Entries from a pointing dataset:
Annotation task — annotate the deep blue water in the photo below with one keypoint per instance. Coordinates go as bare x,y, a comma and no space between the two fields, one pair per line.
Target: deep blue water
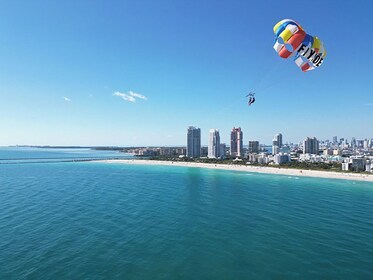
89,220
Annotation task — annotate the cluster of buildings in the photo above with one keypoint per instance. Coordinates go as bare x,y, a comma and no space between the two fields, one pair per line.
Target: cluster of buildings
356,155
215,149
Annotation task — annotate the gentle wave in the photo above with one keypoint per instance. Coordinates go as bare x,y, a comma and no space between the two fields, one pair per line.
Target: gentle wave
95,220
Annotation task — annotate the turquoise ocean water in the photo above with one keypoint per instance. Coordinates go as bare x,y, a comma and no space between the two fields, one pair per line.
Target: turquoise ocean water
89,220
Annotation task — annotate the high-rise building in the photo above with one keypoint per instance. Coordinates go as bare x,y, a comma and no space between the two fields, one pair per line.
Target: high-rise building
253,147
214,144
278,137
223,149
311,146
276,143
193,142
236,142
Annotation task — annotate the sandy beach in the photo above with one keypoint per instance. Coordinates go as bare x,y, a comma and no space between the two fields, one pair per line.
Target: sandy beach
258,169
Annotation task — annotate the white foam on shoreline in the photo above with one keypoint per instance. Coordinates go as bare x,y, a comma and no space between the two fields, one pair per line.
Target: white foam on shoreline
259,169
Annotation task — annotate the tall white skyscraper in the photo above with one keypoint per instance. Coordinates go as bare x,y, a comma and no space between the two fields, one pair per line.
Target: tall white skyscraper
278,137
311,146
193,142
214,144
276,143
236,142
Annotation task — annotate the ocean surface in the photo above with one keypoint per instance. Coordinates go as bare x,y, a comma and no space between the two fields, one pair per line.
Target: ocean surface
61,219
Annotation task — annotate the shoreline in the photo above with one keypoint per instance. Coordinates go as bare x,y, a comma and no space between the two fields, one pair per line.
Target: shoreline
248,168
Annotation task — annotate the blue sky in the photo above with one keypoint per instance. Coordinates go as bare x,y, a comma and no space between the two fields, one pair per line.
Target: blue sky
67,68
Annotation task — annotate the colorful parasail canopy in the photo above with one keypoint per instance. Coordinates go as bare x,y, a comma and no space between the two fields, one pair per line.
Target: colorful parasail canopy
291,40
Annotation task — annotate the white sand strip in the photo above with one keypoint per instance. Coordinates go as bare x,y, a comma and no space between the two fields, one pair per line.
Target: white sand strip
248,168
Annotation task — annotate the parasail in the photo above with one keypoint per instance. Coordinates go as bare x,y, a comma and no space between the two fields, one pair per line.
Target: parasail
291,40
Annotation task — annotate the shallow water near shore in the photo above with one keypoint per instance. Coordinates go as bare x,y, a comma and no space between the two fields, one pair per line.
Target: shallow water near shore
119,221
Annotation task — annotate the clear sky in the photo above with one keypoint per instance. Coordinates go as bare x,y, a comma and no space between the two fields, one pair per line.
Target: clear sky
140,72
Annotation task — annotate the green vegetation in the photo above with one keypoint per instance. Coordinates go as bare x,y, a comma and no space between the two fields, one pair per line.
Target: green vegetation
319,166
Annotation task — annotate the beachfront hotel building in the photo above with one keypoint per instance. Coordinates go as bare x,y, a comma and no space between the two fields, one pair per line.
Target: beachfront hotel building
253,147
214,144
311,146
276,143
236,148
193,142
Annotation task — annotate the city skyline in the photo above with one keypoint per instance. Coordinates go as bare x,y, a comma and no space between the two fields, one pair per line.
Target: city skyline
137,73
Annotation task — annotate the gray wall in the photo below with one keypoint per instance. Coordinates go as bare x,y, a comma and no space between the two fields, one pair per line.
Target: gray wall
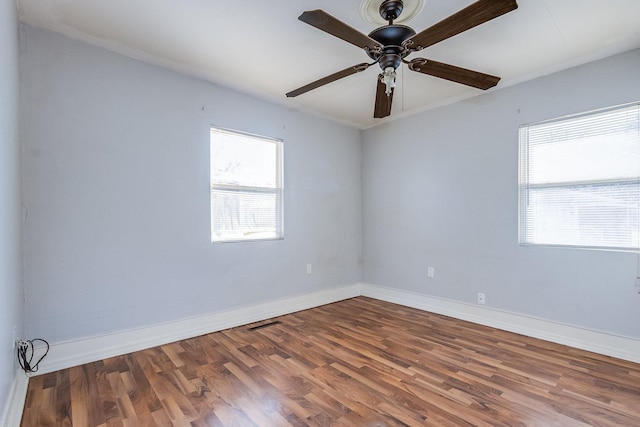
441,189
11,302
116,187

*WHAT THE TASK ASKS*
Quote every line of the records above exactly; no picture is to be copied.

*SOLUTION FOR THIS TASK*
Annotation task — annotate the deep blue water in the photo below with one keypoint per instance. Coordinates go as bare x,y, a comma and no space between the two fields, one pair per line.
Target: deep blue water
89,220
Annotation task — annotate the cluster of buildings in the photo above with one keypoint per instance. Coordinates go as bare x,y, a comma and no space between the two fields, one pair per line.
Target: cluster of buildings
356,155
215,149
Annotation task — annotate the gentle wave in the photo above with one keypoint per instance. Coordinates go as bare x,y, a comma and no space between the two fields, one pair per line.
Target: gentle wave
95,220
Annotation task — annotate the turquoise ocean water in the photo above with one keypoint per instance. Coordinates go as bare x,y, a comma and no space between the two fields, one pair per line.
Target: turquoise ocean water
89,220
Annotation task — annotate the high-rise building in the photo above with one keypoint per instance. Coordinates go as bare x,y, a comma and no space between the two fields, one pair per line.
Target: high-rise building
253,147
214,144
278,137
223,149
311,146
276,143
193,142
236,142
Annotation task — annotate the sandy beach in the photo above with one keypoint per instance. Coordinates go as bare x,y, a comma and no space between the two fields, one pair per line.
Target: sandy beach
258,169
Annotation task — annotate the white foam on shoreline in the photo above with one keypoint per instance. Coordinates go as bare x,y, a comma and no space between the two fields, one pair per line.
Target: white foam on shoreline
259,169
Annotation task — annotate the tall white skyscraper in the photo above with one keypoint per instance. Coordinates go as bare x,y, a comma and no space between the two fields, one pair per line.
Target: tall white skyscraper
278,137
311,146
193,142
214,144
276,143
236,142
Annotation task — annotate the ocean surface in the photo above with one keypoint per instance. Coordinates go as bare x,y, a comma and no space between the two fields, one pair per line.
Target: ocean surface
61,219
Annotation task — annotate the shoreline in the photo above with one keypoint per instance. Coordinates go as bare x,y, a comma and no space between the two fields, one pair per line.
Target: shoreline
248,168
Annotation task — annotate the blue sky in the photo above with one keypoint per instance. Coordinates go as bare x,y, a comma and no space between the two fields, one pair per line.
Target: blue sky
67,68
Annotation task — annotate the colorful parasail canopy in the photo above with one keypoint per instance. Coordinates go as bare x,y, a comma and no space between the two fields, one pair per line.
Target: colorful parasail canopy
291,40
Annotation task — annotate the white sand strip in the photo above with one keypoint per instance. Coordinates go as bare x,y, a comma and no space between the two fields, one pair per line.
Target: white sand strip
248,168
Annotation task — annotate the parasail in the photo above with one keypoint per instance. Coordinates go as bare x,y, a comma and no space between the two fields, one pair per line.
Target: parasail
291,40
Annotation task — annotate the shallow water near shore in the photo above with one keypoint per instance. Coordinates go as bare x,y, a comma and no space between the two fields, one pair per line.
Target: shallow water near shore
119,221
Annotation task — annotate the clear sky in the photo above with one keypoint per instance. Coordinates go as bare x,y, a comma and no space between the two fields, one pair per line.
Target: clear sky
140,72
Annotation task — annotate the green vegetation in the photo above with one keypoint per instance. Coordinates go as bare x,y, a comma and no space between the two fields, one pair per line.
Target: green vegetation
319,166
Annotation task — annotate the beachfront hotel building in the photo above with one keypoint per instance. Coordinates go as bare x,y, a comma and no space between the two fields, one pair per line.
Target: beachfront hotel building
253,147
214,144
311,146
276,143
236,148
193,142
Annotation task — annotate the city skyline in the photo above with one keypoint per instance. Coordinates go as bare x,y, a comma and no space between the two fields, one pair per line.
Target: city skyline
137,73
Annotation task — annotate the gray wall in the photo below with one keypoint per instance. Coordinates go as bare x,y, a comma and no space between the two fields, one pair per line.
Target: gray wall
441,189
11,302
116,187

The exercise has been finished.